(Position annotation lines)
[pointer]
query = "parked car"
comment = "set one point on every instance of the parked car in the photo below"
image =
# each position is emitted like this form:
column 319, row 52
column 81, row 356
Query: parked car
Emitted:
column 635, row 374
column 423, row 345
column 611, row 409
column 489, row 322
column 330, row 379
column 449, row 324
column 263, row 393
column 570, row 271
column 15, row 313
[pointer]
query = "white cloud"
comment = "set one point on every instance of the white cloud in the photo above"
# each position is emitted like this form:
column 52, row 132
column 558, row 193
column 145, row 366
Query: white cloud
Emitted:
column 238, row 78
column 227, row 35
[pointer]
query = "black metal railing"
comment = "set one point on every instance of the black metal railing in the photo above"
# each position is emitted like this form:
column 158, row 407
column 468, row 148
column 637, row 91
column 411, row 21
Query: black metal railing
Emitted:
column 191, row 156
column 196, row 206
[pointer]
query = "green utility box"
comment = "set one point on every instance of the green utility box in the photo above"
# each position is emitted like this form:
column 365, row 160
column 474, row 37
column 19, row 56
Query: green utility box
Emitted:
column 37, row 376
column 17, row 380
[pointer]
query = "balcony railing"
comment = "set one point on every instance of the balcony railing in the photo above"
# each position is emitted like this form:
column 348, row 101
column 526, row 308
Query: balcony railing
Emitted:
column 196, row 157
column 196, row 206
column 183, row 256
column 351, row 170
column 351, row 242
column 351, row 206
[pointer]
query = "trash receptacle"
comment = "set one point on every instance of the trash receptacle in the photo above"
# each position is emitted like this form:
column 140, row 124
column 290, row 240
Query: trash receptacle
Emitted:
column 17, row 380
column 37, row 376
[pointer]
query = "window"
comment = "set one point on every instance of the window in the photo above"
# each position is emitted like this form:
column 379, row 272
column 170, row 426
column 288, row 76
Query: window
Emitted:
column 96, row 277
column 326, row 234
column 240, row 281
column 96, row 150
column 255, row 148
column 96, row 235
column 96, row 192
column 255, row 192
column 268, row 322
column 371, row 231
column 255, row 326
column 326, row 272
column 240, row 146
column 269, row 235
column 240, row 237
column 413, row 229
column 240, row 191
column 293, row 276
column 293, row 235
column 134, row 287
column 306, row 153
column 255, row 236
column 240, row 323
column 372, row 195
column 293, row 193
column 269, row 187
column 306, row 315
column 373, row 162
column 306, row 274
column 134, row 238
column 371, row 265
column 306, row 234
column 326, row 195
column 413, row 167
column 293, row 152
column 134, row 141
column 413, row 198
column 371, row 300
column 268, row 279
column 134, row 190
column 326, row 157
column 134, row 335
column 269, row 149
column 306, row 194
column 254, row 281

- [Problem] Reproduce all of the lines above without any changes.

- [Exercise output]
[pointer]
query = "parked car"
comment = "set one point on every instance of the parked car in the photo below"
image =
# each position is emitted like this form:
column 319, row 52
column 81, row 356
Query: parked car
Emitted:
column 635, row 374
column 423, row 345
column 611, row 409
column 489, row 322
column 330, row 379
column 449, row 324
column 263, row 393
column 570, row 271
column 15, row 313
[pointer]
query = "white cloud"
comment = "set one point on every instance of the white cloud in the photo above"
# each position is emitted like this form:
column 52, row 132
column 558, row 193
column 145, row 366
Query: white cloud
Emitted:
column 238, row 78
column 227, row 35
[pointer]
query = "black metal railing"
comment = "set one point on every instance of the black metal railing in the photo above"
# each position is emitted like this form:
column 158, row 407
column 468, row 148
column 637, row 91
column 411, row 21
Query: black metal railing
Emitted:
column 191, row 156
column 196, row 206
[pointer]
query = "green utility box"
comment = "set one point on every instance of the green utility box in the photo above"
# each position is emitted like this form:
column 365, row 160
column 474, row 37
column 19, row 56
Query: green utility box
Emitted:
column 37, row 376
column 17, row 380
[pointer]
query = "balcony railing"
comment = "set one point on every instance of the balcony railing in the photo above"
# each position is emitted like this form:
column 348, row 101
column 526, row 308
Query: balcony railing
Emitted:
column 196, row 157
column 196, row 206
column 183, row 256
column 351, row 170
column 351, row 242
column 351, row 206
[pointer]
query = "trash receptacle"
comment = "set one point on every instance of the trash receptacle in the photo above"
# each position is emitted like this form:
column 140, row 124
column 290, row 240
Query: trash receptacle
Emitted:
column 17, row 380
column 37, row 376
[pointer]
query = "window"
comment = "set one point on every instance of the window in the photo above"
# each position is emitted like this form:
column 379, row 272
column 170, row 426
column 288, row 76
Query: window
Emitted:
column 96, row 277
column 326, row 234
column 240, row 281
column 96, row 150
column 255, row 148
column 96, row 235
column 96, row 192
column 255, row 192
column 268, row 322
column 371, row 231
column 255, row 326
column 326, row 272
column 240, row 146
column 269, row 235
column 240, row 237
column 413, row 229
column 240, row 191
column 293, row 276
column 293, row 235
column 134, row 287
column 306, row 153
column 255, row 236
column 240, row 323
column 372, row 195
column 293, row 193
column 269, row 187
column 306, row 315
column 373, row 162
column 306, row 274
column 134, row 238
column 371, row 265
column 306, row 234
column 326, row 195
column 413, row 167
column 293, row 152
column 134, row 141
column 413, row 198
column 371, row 300
column 268, row 279
column 134, row 190
column 326, row 157
column 134, row 335
column 269, row 149
column 306, row 194
column 254, row 281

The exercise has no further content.